→ Task: Return each line of the data below exactly, omitting any pictures.

# # # # # # #

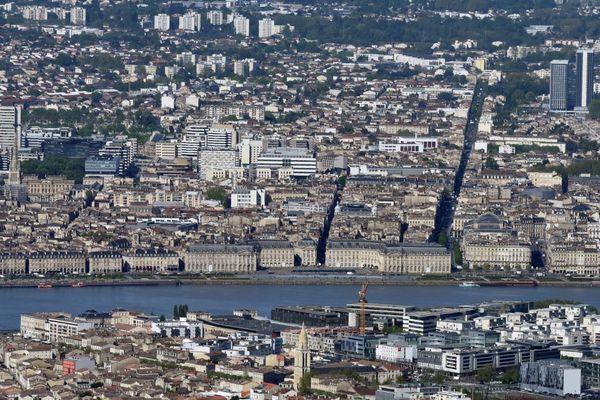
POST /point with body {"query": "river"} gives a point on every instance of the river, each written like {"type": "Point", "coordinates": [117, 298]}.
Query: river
{"type": "Point", "coordinates": [222, 299]}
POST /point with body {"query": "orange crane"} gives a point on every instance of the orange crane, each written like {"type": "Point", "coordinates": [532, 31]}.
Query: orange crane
{"type": "Point", "coordinates": [362, 299]}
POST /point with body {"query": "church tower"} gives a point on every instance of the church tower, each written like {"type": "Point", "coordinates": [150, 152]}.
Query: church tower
{"type": "Point", "coordinates": [301, 358]}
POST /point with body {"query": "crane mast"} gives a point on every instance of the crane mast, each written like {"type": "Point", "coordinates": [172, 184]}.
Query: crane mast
{"type": "Point", "coordinates": [362, 299]}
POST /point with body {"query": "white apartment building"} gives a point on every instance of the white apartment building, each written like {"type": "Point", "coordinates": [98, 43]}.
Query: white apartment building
{"type": "Point", "coordinates": [299, 162]}
{"type": "Point", "coordinates": [211, 159]}
{"type": "Point", "coordinates": [222, 136]}
{"type": "Point", "coordinates": [395, 353]}
{"type": "Point", "coordinates": [166, 150]}
{"type": "Point", "coordinates": [215, 17]}
{"type": "Point", "coordinates": [241, 25]}
{"type": "Point", "coordinates": [245, 198]}
{"type": "Point", "coordinates": [250, 149]}
{"type": "Point", "coordinates": [10, 121]}
{"type": "Point", "coordinates": [78, 16]}
{"type": "Point", "coordinates": [408, 145]}
{"type": "Point", "coordinates": [35, 13]}
{"type": "Point", "coordinates": [266, 28]}
{"type": "Point", "coordinates": [162, 22]}
{"type": "Point", "coordinates": [188, 22]}
{"type": "Point", "coordinates": [244, 67]}
{"type": "Point", "coordinates": [61, 328]}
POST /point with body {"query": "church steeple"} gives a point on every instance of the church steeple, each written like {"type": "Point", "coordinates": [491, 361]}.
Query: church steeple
{"type": "Point", "coordinates": [301, 358]}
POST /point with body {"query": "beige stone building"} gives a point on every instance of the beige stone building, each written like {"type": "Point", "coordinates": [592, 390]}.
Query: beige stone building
{"type": "Point", "coordinates": [13, 264]}
{"type": "Point", "coordinates": [102, 262]}
{"type": "Point", "coordinates": [151, 260]}
{"type": "Point", "coordinates": [220, 258]}
{"type": "Point", "coordinates": [489, 243]}
{"type": "Point", "coordinates": [275, 254]}
{"type": "Point", "coordinates": [50, 189]}
{"type": "Point", "coordinates": [67, 262]}
{"type": "Point", "coordinates": [306, 251]}
{"type": "Point", "coordinates": [501, 254]}
{"type": "Point", "coordinates": [573, 259]}
{"type": "Point", "coordinates": [396, 258]}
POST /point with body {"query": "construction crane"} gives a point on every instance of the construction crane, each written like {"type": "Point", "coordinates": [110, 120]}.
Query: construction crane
{"type": "Point", "coordinates": [362, 299]}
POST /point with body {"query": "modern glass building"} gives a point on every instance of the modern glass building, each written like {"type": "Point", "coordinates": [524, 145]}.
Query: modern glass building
{"type": "Point", "coordinates": [585, 78]}
{"type": "Point", "coordinates": [559, 85]}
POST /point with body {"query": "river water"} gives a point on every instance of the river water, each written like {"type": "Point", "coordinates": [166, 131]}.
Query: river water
{"type": "Point", "coordinates": [223, 299]}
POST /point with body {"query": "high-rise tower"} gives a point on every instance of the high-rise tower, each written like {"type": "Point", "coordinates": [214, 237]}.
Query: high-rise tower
{"type": "Point", "coordinates": [301, 358]}
{"type": "Point", "coordinates": [559, 85]}
{"type": "Point", "coordinates": [584, 66]}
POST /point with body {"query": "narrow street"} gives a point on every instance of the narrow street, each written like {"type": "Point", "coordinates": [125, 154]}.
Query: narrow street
{"type": "Point", "coordinates": [445, 210]}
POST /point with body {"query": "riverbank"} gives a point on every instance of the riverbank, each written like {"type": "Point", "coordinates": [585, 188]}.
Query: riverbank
{"type": "Point", "coordinates": [263, 279]}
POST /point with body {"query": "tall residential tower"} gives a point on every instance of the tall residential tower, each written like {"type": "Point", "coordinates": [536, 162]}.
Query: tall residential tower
{"type": "Point", "coordinates": [584, 66]}
{"type": "Point", "coordinates": [559, 85]}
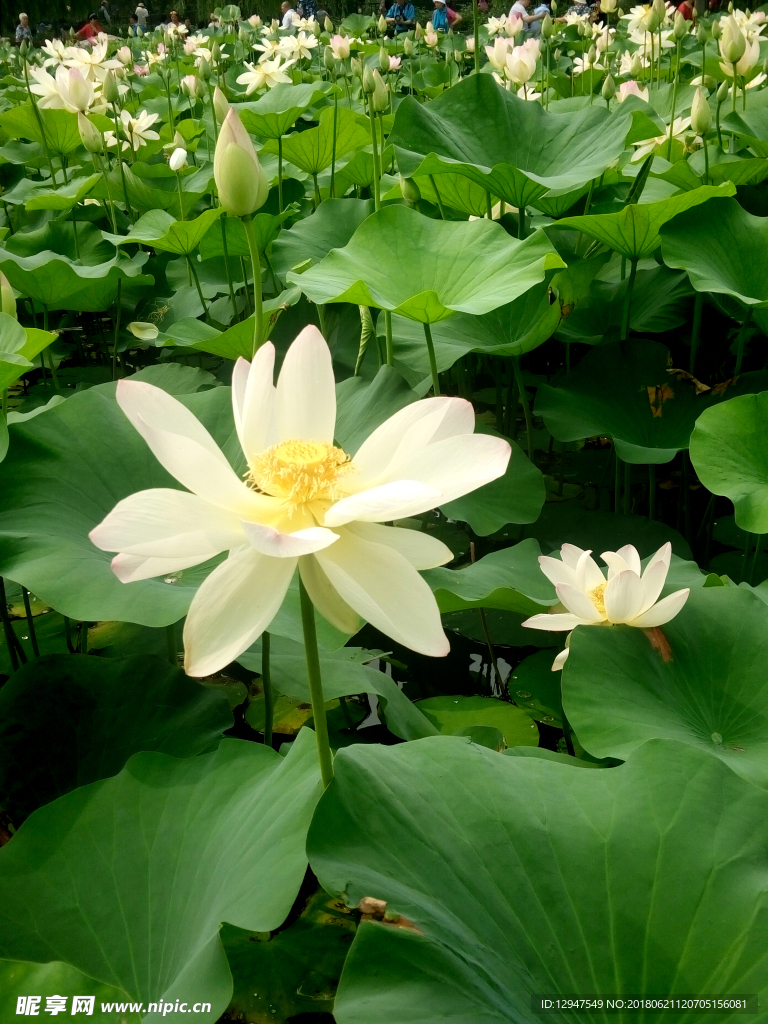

# # # # # # #

→ Response to the task:
POST /point with body {"query": "river"} gives a point on every instance of the river, each written like {"type": "Point", "coordinates": [117, 298]}.
Query: river
{"type": "Point", "coordinates": [222, 299]}
POST /point with body {"query": "orange crane"} gives a point on every instance of the orange crane, each written like {"type": "Point", "coordinates": [532, 31]}.
Query: orange crane
{"type": "Point", "coordinates": [362, 299]}
POST /point with body {"query": "church tower"} gives a point on every instance of the church tower, each written like {"type": "Point", "coordinates": [150, 152]}.
Query: church tower
{"type": "Point", "coordinates": [301, 358]}
POST /point with body {"query": "crane mast"} gives a point on every instance of the crane mast, each written like {"type": "Point", "coordinates": [172, 184]}.
Query: crane mast
{"type": "Point", "coordinates": [362, 299]}
POST /point with body {"query": "white apartment building"} gives a point on every instance of the white apartment building, each written like {"type": "Point", "coordinates": [98, 43]}.
Query: white apartment building
{"type": "Point", "coordinates": [299, 162]}
{"type": "Point", "coordinates": [211, 159]}
{"type": "Point", "coordinates": [222, 136]}
{"type": "Point", "coordinates": [395, 353]}
{"type": "Point", "coordinates": [166, 150]}
{"type": "Point", "coordinates": [215, 17]}
{"type": "Point", "coordinates": [241, 25]}
{"type": "Point", "coordinates": [245, 198]}
{"type": "Point", "coordinates": [250, 149]}
{"type": "Point", "coordinates": [10, 121]}
{"type": "Point", "coordinates": [78, 16]}
{"type": "Point", "coordinates": [408, 145]}
{"type": "Point", "coordinates": [35, 13]}
{"type": "Point", "coordinates": [266, 28]}
{"type": "Point", "coordinates": [162, 22]}
{"type": "Point", "coordinates": [188, 22]}
{"type": "Point", "coordinates": [244, 67]}
{"type": "Point", "coordinates": [61, 328]}
POST /point with body {"query": "church steeple"} gives a point on every instance of the church steeple, each written like {"type": "Point", "coordinates": [491, 361]}.
Query: church steeple
{"type": "Point", "coordinates": [301, 358]}
POST /point with body {"query": "beige stone building"} gives a point on every instance of the beige stone building, each written like {"type": "Point", "coordinates": [592, 390]}.
Query: beige stone building
{"type": "Point", "coordinates": [13, 264]}
{"type": "Point", "coordinates": [102, 262]}
{"type": "Point", "coordinates": [151, 260]}
{"type": "Point", "coordinates": [220, 258]}
{"type": "Point", "coordinates": [489, 243]}
{"type": "Point", "coordinates": [275, 254]}
{"type": "Point", "coordinates": [50, 189]}
{"type": "Point", "coordinates": [67, 262]}
{"type": "Point", "coordinates": [306, 251]}
{"type": "Point", "coordinates": [501, 254]}
{"type": "Point", "coordinates": [573, 259]}
{"type": "Point", "coordinates": [396, 258]}
POST /point with body {"query": "construction crane"} gives a point on every instance of the construction crane, each written like {"type": "Point", "coordinates": [110, 120]}.
Query: construction crane
{"type": "Point", "coordinates": [362, 299]}
POST /point with body {"query": "modern glass building"} gives a point on every instance of the modern glass building, each written like {"type": "Point", "coordinates": [524, 145]}.
Query: modern glass building
{"type": "Point", "coordinates": [585, 78]}
{"type": "Point", "coordinates": [559, 85]}
POST /point with body {"query": "river water"} gives a point on every instance of the river water, each written like {"type": "Point", "coordinates": [166, 131]}.
Query: river water
{"type": "Point", "coordinates": [223, 299]}
POST /point with body {"query": "high-rise tower"} gives a point on every instance of the high-rise tower, each written like {"type": "Point", "coordinates": [214, 237]}.
Query: high-rise tower
{"type": "Point", "coordinates": [301, 358]}
{"type": "Point", "coordinates": [559, 85]}
{"type": "Point", "coordinates": [584, 66]}
POST /point with body {"query": "narrow street"} gives a point on every instance of the narrow street, each written like {"type": "Point", "coordinates": [125, 154]}.
Query: narrow street
{"type": "Point", "coordinates": [445, 210]}
POST /point with body {"query": "riverbank"} gives a point on every instance of the riverbank, each written like {"type": "Point", "coordinates": [585, 188]}.
Query: riverbank
{"type": "Point", "coordinates": [263, 279]}
POST /point with body {"query": "tall residential tower"} gives a point on every instance of the tall residential tower, each written like {"type": "Point", "coordinates": [536, 162]}.
Query: tall residential tower
{"type": "Point", "coordinates": [584, 66]}
{"type": "Point", "coordinates": [559, 85]}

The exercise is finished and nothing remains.